(Beginning of SOURCE DOCUMENT)

Is Play a Skill or Something Kids Are Just Born With?
- Justine May
- Jul 31
- 3 min read

When you watch a toddler turn a cardboard box into a rocket ship, you might wonder—is this just natural kid magic, or is “play” actually a skill they’re learning?
The short answer: it’s both.
Children are wired to play. The urge to explore, pretend, and create is as instinctive as breathing—babies as young as a few months start smiling and “cooing games” with their caregivers. But here’s the thing: just because kids are born with the drive to play doesn’t mean every child automatically knows how to play in all the ways that matter.
🌱 Play Is Innate… But It Grows With Practice
Researchers call play a “biological drive”—like eating or sleeping. It’s hardwired into us. According to the American Academy of Pediatrics (AAP), play is “essential to healthy brain development” because it helps kids build neural connections, regulate emotions, and develop social skills.

(End of SOURCE DOCUMENT)

REQUIREMENT A
Decide whether each statement agrees with the article on play, answering yes or no and quoting the words of the article that settle it. (i) Babies only a few months old begin cooing games with their caregivers. (ii) Every child automatically knows how to play in all the ways that matter. (iii) The urge to explore, pretend, and create is compared to breathing.
REQUIREMENT B
Please transcribe the article on play word for word, beginning at the words "When you watch" and ending after the words "ways that matter.".
The lines that come next are from a different source.

(Beginning of DATA TO EXAMINE)

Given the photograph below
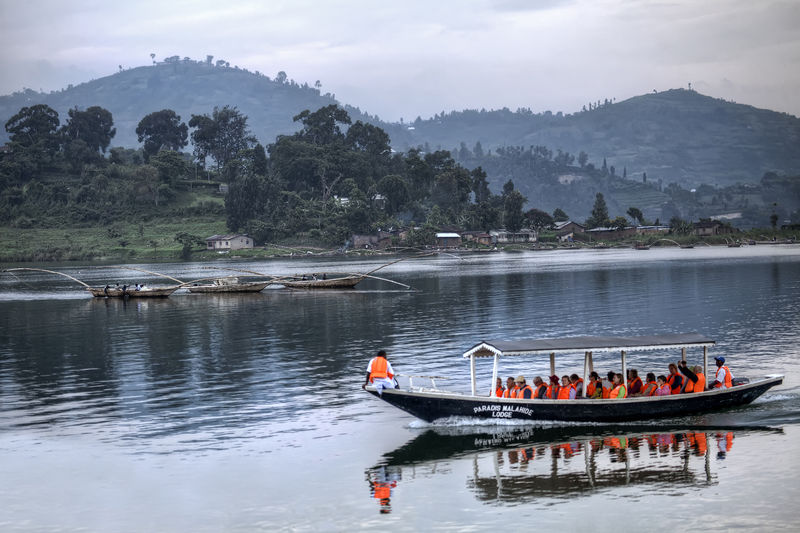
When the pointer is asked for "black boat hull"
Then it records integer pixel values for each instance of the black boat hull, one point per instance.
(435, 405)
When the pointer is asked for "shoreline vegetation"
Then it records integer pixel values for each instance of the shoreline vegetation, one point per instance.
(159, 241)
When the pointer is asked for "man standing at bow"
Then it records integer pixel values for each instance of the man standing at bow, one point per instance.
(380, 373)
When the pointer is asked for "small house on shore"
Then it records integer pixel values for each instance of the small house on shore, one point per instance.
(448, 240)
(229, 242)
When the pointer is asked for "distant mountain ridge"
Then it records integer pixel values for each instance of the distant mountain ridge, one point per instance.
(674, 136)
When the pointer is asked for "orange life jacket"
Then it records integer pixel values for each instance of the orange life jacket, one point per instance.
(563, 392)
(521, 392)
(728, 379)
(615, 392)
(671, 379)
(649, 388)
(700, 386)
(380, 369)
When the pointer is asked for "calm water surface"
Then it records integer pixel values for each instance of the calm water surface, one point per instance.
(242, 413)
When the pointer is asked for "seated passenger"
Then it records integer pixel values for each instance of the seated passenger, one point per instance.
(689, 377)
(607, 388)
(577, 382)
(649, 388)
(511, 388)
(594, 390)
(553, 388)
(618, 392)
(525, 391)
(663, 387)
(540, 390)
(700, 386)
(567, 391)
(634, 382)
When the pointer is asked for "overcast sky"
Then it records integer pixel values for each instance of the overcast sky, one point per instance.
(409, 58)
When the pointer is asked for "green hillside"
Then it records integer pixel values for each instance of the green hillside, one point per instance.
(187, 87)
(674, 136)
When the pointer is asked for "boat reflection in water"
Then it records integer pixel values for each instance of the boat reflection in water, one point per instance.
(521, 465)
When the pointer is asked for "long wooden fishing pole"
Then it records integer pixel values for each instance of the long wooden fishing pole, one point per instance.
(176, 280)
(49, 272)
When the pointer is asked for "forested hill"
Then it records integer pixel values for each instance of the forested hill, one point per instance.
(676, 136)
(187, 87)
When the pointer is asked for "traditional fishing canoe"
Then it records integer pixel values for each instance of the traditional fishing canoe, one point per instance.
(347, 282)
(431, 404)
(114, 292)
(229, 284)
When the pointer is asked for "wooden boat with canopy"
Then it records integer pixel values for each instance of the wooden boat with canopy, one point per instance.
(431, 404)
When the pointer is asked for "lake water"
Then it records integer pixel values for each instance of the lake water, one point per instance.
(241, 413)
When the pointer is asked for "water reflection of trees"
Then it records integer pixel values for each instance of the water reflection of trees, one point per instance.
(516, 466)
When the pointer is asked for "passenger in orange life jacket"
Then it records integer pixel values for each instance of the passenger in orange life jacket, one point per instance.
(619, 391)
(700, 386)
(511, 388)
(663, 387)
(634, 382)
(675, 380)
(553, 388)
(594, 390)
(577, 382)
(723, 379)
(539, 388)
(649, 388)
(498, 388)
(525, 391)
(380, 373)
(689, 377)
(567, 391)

(End of DATA TO EXAMINE)
(Beginning of DATA TO EXAMINE)

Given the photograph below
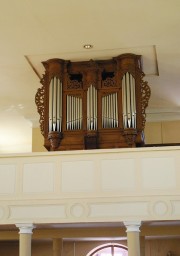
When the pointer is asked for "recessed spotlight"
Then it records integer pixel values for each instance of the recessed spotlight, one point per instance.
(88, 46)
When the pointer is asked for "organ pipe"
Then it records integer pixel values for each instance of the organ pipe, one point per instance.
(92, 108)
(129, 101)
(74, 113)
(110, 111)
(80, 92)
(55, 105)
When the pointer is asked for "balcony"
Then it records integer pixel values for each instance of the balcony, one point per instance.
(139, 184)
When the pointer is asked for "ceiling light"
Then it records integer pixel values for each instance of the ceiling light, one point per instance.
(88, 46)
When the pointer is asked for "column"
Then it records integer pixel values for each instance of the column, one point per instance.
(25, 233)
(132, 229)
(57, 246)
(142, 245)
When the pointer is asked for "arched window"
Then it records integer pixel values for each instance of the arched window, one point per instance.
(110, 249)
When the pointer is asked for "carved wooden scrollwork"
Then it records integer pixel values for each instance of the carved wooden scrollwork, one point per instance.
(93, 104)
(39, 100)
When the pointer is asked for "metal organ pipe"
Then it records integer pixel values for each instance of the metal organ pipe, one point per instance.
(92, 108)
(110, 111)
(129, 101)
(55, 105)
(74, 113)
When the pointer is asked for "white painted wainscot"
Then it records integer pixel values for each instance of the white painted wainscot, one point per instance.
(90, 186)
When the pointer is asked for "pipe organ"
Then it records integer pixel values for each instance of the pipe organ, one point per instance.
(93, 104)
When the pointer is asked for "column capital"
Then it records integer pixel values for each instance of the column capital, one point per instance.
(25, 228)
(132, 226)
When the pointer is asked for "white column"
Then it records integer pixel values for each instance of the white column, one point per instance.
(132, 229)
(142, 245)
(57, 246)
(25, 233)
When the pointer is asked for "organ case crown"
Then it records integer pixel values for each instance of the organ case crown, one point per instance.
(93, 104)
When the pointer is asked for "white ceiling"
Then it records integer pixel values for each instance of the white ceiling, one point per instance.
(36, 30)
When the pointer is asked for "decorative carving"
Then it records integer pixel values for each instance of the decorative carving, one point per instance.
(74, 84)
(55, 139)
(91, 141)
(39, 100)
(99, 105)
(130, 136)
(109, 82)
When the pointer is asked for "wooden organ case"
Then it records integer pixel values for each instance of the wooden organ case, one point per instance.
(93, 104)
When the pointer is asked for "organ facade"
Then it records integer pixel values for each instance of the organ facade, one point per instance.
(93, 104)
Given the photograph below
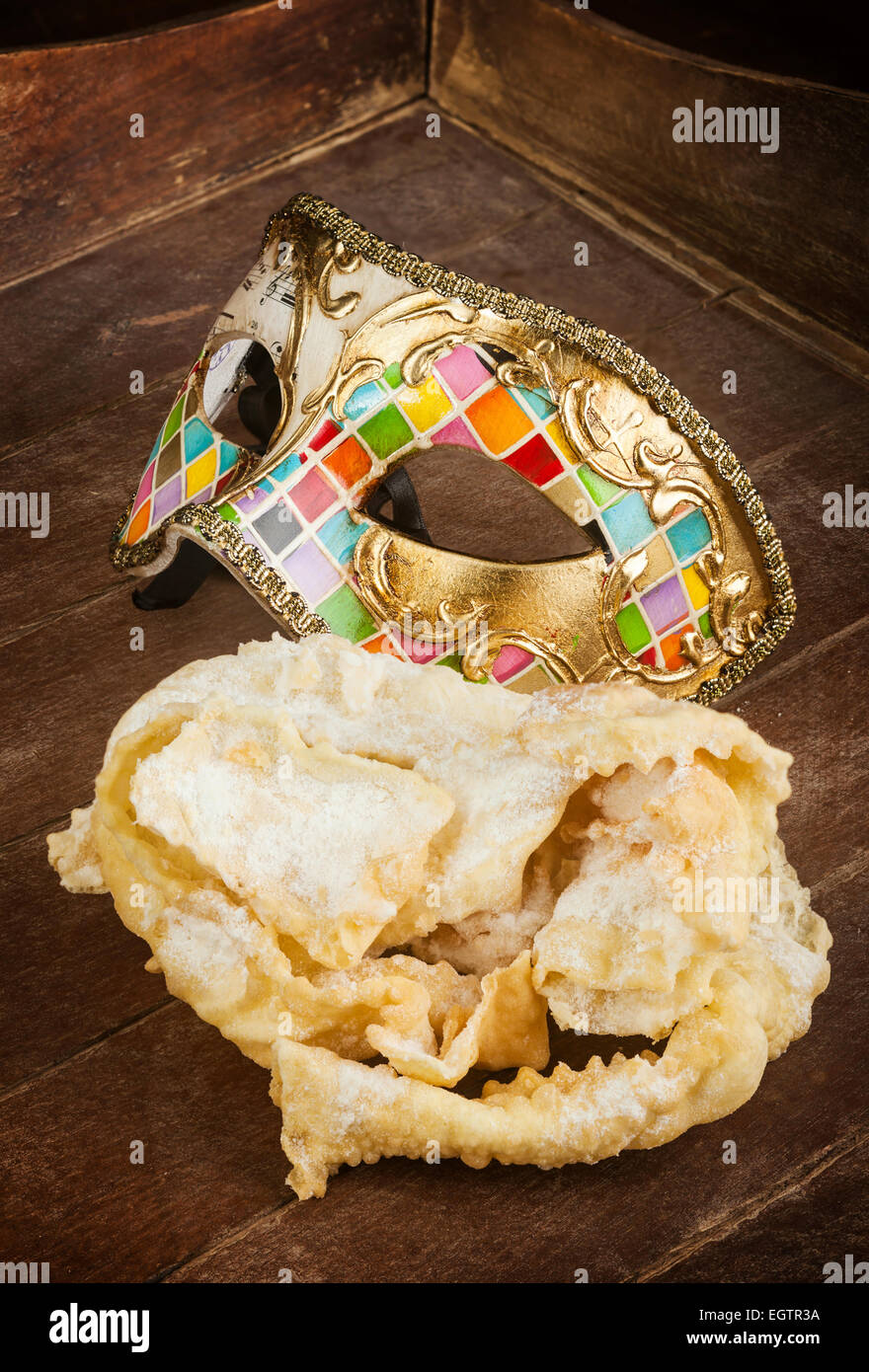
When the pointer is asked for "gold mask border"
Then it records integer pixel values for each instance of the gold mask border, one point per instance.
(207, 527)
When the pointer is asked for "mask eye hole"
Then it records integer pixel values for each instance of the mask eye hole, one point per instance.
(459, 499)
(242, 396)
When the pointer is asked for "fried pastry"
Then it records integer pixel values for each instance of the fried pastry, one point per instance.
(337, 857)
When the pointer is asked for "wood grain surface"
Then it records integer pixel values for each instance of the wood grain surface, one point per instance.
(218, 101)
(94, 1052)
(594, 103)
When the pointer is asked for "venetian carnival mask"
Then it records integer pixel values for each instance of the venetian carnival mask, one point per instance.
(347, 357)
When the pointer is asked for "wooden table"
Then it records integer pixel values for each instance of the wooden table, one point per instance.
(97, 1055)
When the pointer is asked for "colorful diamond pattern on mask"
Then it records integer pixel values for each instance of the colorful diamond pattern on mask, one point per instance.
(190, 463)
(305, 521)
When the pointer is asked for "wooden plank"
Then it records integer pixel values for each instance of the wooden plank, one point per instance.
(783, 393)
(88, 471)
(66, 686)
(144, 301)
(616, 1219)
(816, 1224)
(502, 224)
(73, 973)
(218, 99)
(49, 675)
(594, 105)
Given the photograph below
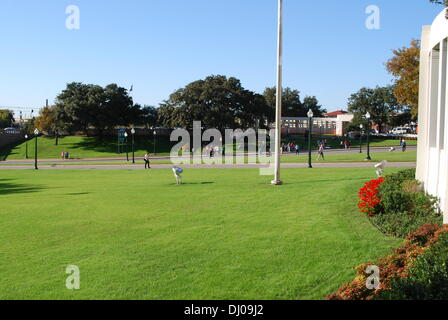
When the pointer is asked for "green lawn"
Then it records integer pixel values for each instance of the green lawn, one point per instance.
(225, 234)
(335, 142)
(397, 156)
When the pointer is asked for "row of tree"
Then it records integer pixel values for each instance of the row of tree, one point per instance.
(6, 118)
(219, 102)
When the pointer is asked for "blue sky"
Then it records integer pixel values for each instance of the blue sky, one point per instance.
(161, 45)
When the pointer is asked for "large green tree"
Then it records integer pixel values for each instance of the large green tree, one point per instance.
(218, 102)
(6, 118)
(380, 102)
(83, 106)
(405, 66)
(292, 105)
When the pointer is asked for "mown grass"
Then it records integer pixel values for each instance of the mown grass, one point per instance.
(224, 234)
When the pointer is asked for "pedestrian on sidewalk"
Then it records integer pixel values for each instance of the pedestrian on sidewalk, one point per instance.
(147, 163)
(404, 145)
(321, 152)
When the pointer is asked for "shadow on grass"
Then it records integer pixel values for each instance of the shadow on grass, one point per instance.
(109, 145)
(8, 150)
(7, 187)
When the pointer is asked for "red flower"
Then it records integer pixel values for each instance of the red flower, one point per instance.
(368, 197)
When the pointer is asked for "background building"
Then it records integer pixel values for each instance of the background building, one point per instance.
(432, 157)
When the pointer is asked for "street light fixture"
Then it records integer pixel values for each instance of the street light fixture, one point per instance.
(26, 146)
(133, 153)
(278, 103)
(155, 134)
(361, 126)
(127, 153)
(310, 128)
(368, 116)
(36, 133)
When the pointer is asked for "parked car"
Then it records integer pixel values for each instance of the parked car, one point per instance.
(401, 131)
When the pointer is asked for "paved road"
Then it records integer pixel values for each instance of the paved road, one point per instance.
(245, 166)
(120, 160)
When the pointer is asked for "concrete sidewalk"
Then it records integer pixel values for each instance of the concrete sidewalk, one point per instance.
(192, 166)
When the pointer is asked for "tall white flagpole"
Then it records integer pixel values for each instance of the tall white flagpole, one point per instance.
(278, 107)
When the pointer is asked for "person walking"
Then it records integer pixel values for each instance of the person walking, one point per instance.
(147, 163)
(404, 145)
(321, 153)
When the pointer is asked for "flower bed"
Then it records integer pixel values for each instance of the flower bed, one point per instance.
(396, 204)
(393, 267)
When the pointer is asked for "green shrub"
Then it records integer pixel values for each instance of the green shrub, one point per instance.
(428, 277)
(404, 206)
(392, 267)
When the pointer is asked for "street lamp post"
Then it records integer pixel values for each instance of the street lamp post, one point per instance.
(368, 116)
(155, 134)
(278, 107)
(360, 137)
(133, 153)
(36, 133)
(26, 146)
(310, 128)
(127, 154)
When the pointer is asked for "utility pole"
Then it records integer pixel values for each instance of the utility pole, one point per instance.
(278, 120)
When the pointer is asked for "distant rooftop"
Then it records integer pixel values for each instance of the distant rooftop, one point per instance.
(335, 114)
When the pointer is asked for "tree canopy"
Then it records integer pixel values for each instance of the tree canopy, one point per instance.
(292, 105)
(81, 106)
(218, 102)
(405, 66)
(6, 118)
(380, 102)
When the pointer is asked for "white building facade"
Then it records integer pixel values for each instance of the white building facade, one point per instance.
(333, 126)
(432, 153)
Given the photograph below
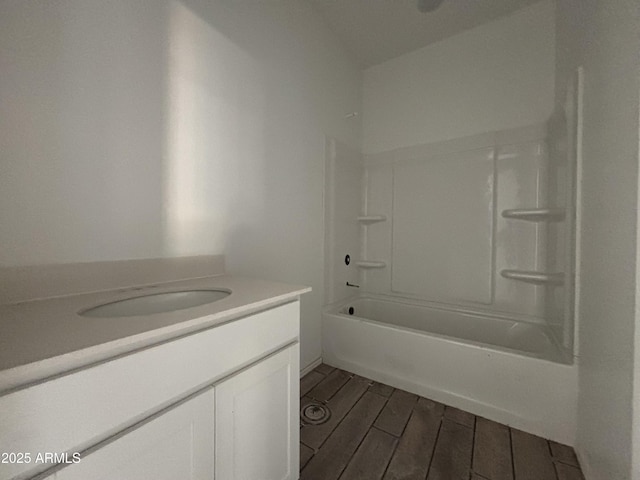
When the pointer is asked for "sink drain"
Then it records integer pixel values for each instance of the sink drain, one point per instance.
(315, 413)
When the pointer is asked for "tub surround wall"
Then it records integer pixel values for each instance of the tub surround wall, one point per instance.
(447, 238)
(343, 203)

(End of DATA TO EXAMINE)

EXERCISE SOLUTION A
(i) Yes: "babies as young as a few months start smiling and “cooing games” with their caregivers"
(ii) No: "doesn’t mean every child automatically knows how to play in all the ways that matter"
(iii) Yes: "The urge to explore, pretend, and create is as instinctive as breathing"

EXERCISE SOLUTION B
When you watch a toddler turn a cardboard box into a rocket ship, you might wonder—is this just natural kid magic, or is “play” actually a skill they’re learning?
The short answer: it’s both.
Children are wired to play. The urge to explore, pretend, and create is as instinctive as breathing—babies as young as a few months start smiling and “cooing games” with their caregivers. But here’s the thing: just because kids are born with the drive to play doesn’t mean every child automatically knows how to play in all the ways that matter.